Problem description: Write the material out again in full, word for word. Do not include the pictures.

Material:

** begin **

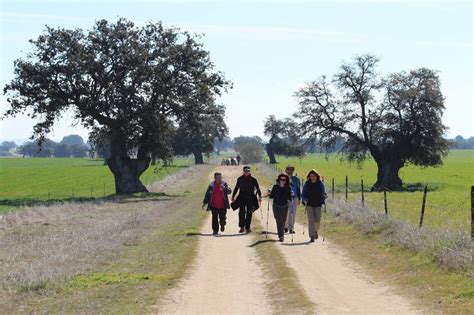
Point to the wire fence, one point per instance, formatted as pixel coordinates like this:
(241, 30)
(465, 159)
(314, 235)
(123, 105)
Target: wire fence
(78, 192)
(415, 208)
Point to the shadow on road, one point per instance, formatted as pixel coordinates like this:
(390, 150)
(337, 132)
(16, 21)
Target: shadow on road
(269, 233)
(296, 244)
(210, 234)
(262, 241)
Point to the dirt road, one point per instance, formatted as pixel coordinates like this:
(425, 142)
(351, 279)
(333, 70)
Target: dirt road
(227, 279)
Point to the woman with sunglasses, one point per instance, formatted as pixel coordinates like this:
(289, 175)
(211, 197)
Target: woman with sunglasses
(281, 195)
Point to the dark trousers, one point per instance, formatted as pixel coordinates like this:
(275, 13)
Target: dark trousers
(245, 214)
(218, 216)
(280, 213)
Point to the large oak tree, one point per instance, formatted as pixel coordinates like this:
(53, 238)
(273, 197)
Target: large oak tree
(131, 84)
(396, 119)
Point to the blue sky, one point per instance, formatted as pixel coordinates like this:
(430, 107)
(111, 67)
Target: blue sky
(269, 49)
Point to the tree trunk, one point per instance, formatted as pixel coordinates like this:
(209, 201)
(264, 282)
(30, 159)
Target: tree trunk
(126, 171)
(198, 159)
(127, 174)
(271, 154)
(387, 176)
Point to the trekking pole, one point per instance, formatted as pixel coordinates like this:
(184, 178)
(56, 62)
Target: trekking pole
(294, 226)
(304, 224)
(268, 211)
(324, 220)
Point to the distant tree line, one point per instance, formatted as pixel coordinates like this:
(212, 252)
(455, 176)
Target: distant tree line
(460, 143)
(69, 146)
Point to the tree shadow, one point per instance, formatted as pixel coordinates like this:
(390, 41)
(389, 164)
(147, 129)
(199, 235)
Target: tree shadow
(30, 202)
(296, 244)
(210, 234)
(262, 242)
(267, 232)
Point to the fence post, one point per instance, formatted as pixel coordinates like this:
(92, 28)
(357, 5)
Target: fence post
(423, 206)
(472, 213)
(332, 190)
(347, 184)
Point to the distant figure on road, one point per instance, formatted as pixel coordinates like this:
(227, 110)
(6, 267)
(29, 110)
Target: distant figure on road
(313, 198)
(248, 189)
(295, 185)
(217, 201)
(281, 195)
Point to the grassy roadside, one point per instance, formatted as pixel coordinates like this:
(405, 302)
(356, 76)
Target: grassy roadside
(435, 288)
(283, 288)
(30, 181)
(130, 278)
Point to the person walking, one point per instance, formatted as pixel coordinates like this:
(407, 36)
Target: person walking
(217, 201)
(282, 197)
(295, 185)
(246, 186)
(313, 196)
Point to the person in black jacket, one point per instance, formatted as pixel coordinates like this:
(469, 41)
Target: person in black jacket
(281, 195)
(246, 185)
(218, 202)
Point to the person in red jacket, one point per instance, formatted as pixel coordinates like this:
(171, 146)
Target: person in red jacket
(217, 201)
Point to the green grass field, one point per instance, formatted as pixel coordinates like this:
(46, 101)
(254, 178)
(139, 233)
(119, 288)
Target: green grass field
(25, 180)
(448, 201)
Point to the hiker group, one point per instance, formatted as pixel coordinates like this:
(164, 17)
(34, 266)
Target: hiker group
(231, 161)
(287, 194)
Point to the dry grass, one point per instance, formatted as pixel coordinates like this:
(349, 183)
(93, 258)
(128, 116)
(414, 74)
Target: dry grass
(115, 255)
(452, 249)
(43, 244)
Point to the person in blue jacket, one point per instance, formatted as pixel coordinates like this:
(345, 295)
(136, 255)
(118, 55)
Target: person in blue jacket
(313, 198)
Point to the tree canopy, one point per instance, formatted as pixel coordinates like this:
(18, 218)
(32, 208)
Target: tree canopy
(133, 84)
(198, 131)
(284, 138)
(396, 119)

** end **

Written response:
Point to the wire fence, one point per instance, formatted as pixel coordinates like this:
(241, 30)
(465, 159)
(314, 235)
(123, 105)
Target: wire fence
(78, 192)
(415, 208)
Point to the shadow on road, one point per instance, formatted as pixel coordinates like this:
(390, 150)
(337, 132)
(16, 21)
Target: shadow on road
(269, 233)
(296, 244)
(210, 234)
(262, 241)
Point to the dirt road, one point per instance, formatted as pixel coordinates like this:
(425, 142)
(351, 279)
(333, 70)
Target: dirt road
(227, 279)
Point to the woman with sunglasses, one point per instance, formatted as pixel coordinates like this:
(289, 175)
(211, 197)
Target: woman with sunglasses
(281, 195)
Point to the dark trousers, one point per instance, formatted as pixel coordinates like this:
(275, 13)
Target: dark trousers
(245, 214)
(218, 216)
(280, 213)
Point to the large oak tree, one point per instance, formatted as pixel coordinates like this:
(53, 238)
(273, 197)
Target: large oak tree
(131, 84)
(396, 119)
Point to the blue sky, one point per instance, formatted as pixel coordinates like this:
(430, 107)
(111, 67)
Target: blue sky
(269, 49)
Point to the tree trunk, one point per instance, formatted as pixel coordinates like this:
(209, 201)
(264, 282)
(30, 159)
Target: tree trunk
(126, 171)
(198, 159)
(127, 174)
(271, 154)
(387, 176)
Point to the trekking pole, one point per instance, formatted as pixel coordinates like this:
(184, 178)
(56, 62)
Target: trekking pole
(294, 226)
(304, 224)
(268, 211)
(324, 220)
Point to the distant tree line, one point per instance, formatted as pixel coordinates like this:
(212, 252)
(455, 176)
Target: distant tree line
(460, 143)
(69, 146)
Point to the tree shadow, one point per instance, formatted as pixel coordinates like this:
(390, 41)
(389, 164)
(147, 129)
(199, 235)
Target: tree shadow
(30, 202)
(296, 244)
(210, 234)
(262, 242)
(267, 232)
Point to the fence post, one point per instance, formatted as pixel coordinates like this:
(92, 28)
(357, 5)
Target: fence post
(423, 206)
(472, 213)
(332, 190)
(347, 184)
Point to the distant figure on road, one point per instance, formatted as pixel coordinates like this:
(227, 110)
(6, 267)
(29, 110)
Target: distant figure on road
(313, 198)
(248, 189)
(295, 185)
(217, 201)
(281, 195)
Point to the grassy roadside, one point per instance, formatted as pixel coordinates like this:
(405, 302)
(356, 76)
Target: grassy roadside
(435, 288)
(283, 288)
(30, 181)
(130, 278)
Point to the person walking, one point per instance, formatted as pixel coordinates like this:
(407, 36)
Target: person walking
(217, 201)
(282, 197)
(295, 185)
(246, 186)
(313, 196)
Point to the person in black jacket, one point per instance, formatted as pixel coordinates like this:
(469, 41)
Target: person in black jacket
(281, 195)
(246, 185)
(218, 202)
Point to the person in red jacket, one point per instance, formatted as pixel coordinates like this:
(171, 146)
Target: person in red jacket
(217, 201)
Point to the green grass field, one point per instance, formatted as pixel coordinates like this:
(46, 101)
(254, 178)
(139, 233)
(119, 288)
Target: green grass field
(25, 180)
(448, 201)
Point to the hiker group, one point per instance, formatted as pixel coordinates like this:
(164, 17)
(34, 266)
Target: hiker group
(231, 161)
(287, 194)
Point to the dry grass, one point per instance, formatted as pixel coordinates like this:
(349, 183)
(93, 258)
(128, 116)
(414, 74)
Target: dry grass
(115, 255)
(452, 249)
(43, 244)
Point to the person in blue jacket, one point per instance, formatted as pixel coordinates like this:
(345, 295)
(136, 255)
(118, 55)
Target: person in blue jacket
(313, 198)
Point to the tree canopy, one point per instance, formatted as pixel coordinates like this:
(18, 218)
(32, 208)
Target: tree canopy
(133, 84)
(198, 131)
(284, 138)
(396, 119)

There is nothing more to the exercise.